(Named object pointing entries)
--------------------------------------------------
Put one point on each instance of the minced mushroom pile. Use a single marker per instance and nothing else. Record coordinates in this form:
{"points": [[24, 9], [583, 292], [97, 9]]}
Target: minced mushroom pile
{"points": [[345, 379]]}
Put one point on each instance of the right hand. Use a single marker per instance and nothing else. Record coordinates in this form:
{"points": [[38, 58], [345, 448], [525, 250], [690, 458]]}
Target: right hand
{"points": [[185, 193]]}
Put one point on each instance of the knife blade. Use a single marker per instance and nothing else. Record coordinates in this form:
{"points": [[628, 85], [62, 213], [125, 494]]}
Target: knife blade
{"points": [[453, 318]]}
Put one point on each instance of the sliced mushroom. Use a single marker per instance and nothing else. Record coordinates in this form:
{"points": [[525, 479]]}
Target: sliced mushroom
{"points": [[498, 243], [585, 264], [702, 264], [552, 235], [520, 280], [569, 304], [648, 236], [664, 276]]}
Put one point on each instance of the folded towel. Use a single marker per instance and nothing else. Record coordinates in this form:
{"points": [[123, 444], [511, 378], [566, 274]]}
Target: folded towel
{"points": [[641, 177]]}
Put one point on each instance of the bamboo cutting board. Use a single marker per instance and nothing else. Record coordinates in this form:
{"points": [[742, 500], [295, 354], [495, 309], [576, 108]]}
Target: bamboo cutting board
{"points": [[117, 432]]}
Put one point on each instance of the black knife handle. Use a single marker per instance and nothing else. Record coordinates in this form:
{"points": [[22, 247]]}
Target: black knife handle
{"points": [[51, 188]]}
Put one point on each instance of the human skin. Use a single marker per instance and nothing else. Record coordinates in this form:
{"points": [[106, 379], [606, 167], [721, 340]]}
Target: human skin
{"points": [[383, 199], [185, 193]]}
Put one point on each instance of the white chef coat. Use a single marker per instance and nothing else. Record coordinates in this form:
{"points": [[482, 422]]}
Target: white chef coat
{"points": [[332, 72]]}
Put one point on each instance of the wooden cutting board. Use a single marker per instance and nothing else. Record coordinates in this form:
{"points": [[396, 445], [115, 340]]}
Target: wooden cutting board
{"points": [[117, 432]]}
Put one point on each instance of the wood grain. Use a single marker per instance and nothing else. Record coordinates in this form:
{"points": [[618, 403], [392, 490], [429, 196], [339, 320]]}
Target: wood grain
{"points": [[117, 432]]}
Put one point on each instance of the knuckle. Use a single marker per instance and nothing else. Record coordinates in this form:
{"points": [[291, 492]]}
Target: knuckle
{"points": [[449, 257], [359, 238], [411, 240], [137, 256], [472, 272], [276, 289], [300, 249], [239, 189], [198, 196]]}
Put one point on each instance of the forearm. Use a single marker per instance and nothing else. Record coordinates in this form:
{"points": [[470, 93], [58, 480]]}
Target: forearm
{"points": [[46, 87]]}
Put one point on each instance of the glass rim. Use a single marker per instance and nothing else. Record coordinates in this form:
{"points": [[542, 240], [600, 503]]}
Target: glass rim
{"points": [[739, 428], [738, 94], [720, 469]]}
--------------------------------------------------
Exactly as written, please output every entry.

Put one point on each instance of the minced mushroom pile. Use a single marker per instance and nothing else. Record coordinates in this form:
{"points": [[24, 9], [583, 292], [97, 9]]}
Target: minced mushroom pile
{"points": [[345, 379]]}
Put one point on each instance of the right hand. Use a single marker per instance and nothing else. Record coordinates in this form:
{"points": [[38, 58], [345, 448], [525, 250], [690, 458]]}
Target: right hand
{"points": [[185, 193]]}
Put one point on each instance of the knife blade. Use a single marker per instance and nothing else. Record coordinates in this form:
{"points": [[628, 85], [62, 213], [125, 494]]}
Target: knife blade
{"points": [[453, 318]]}
Put one point on each instance of the sliced mushroom. Use a single marker per instance and nothing else. Record coordinates in this form:
{"points": [[525, 479]]}
Target: sliced mushroom
{"points": [[498, 243], [585, 264], [702, 264], [552, 235], [520, 280], [569, 304], [648, 236], [664, 276]]}
Put one point on each instance of the folded towel. Use a single marker per instance and nothing else. Record coordinates in this form:
{"points": [[123, 444], [511, 378], [566, 274]]}
Target: folded towel
{"points": [[641, 177]]}
Put one point on each instance of the bamboo cutting board. Use a single marker per instance and nothing else. Record coordinates in this form:
{"points": [[742, 500], [295, 354], [495, 309], [576, 108]]}
Target: bamboo cutting board
{"points": [[117, 432]]}
Put one point on each instance of the black knife handle. Use a single marker per instance and nothing else. Record coordinates in this form:
{"points": [[22, 247]]}
Target: black knife handle
{"points": [[51, 188]]}
Put one point on each instance of the human skin. Use a single marker per instance and nothing else. Record coordinates in this form:
{"points": [[106, 379], [606, 167], [721, 340]]}
Target: human skin
{"points": [[383, 199], [185, 193]]}
Put one point on each instance of the white chef coat. Use a single marker per instance and nothing else. Record coordinates in this form:
{"points": [[482, 422]]}
Target: white chef coat
{"points": [[332, 72]]}
Put one point on each instance of the wooden cutting board. Use a single marker per instance and nothing else. Record coordinates in this form:
{"points": [[396, 445], [115, 340]]}
Target: wooden cutting board
{"points": [[117, 432]]}
Put one point on each instance of the wood grain. Use a single marker per instance and nothing else. Record coordinates in this form:
{"points": [[618, 403], [392, 490], [429, 196], [339, 320]]}
Target: wood grain
{"points": [[117, 432]]}
Put one point on each instance of the knuckle. Use a single marker per instance and nothing else. Record coordinates in this form:
{"points": [[291, 492]]}
Target: knuckle
{"points": [[449, 257], [359, 238], [411, 240], [137, 256], [472, 272], [276, 289], [300, 249], [239, 189], [198, 196]]}
Put one point on each instance of the forearm. Use a single marker per instance and nothing else. Record coordinates in this form:
{"points": [[470, 93], [58, 480]]}
Target: forearm
{"points": [[46, 87]]}
Put one point on each instance of the glass rim. Use a single marker per instance and nothing else. Record coordinates in this form:
{"points": [[542, 240], [600, 503]]}
Target: glass rim
{"points": [[739, 428], [738, 94], [720, 469]]}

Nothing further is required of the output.